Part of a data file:
= = = =

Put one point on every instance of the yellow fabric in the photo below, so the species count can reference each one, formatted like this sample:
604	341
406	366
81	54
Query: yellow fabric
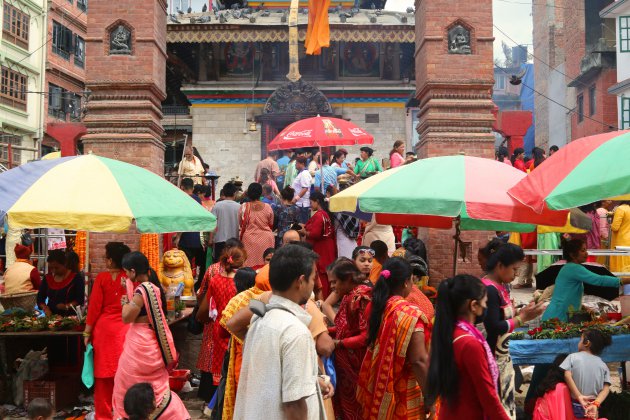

= = = =

Could you copy the listing above line for line, without any change, and leave the picture out?

> _Output_:
Put one point on every instance of the yellow fabric in the photo below, so the species count can reference each one, formatted like this sample:
604	341
406	366
81	54
Query: yellow fabric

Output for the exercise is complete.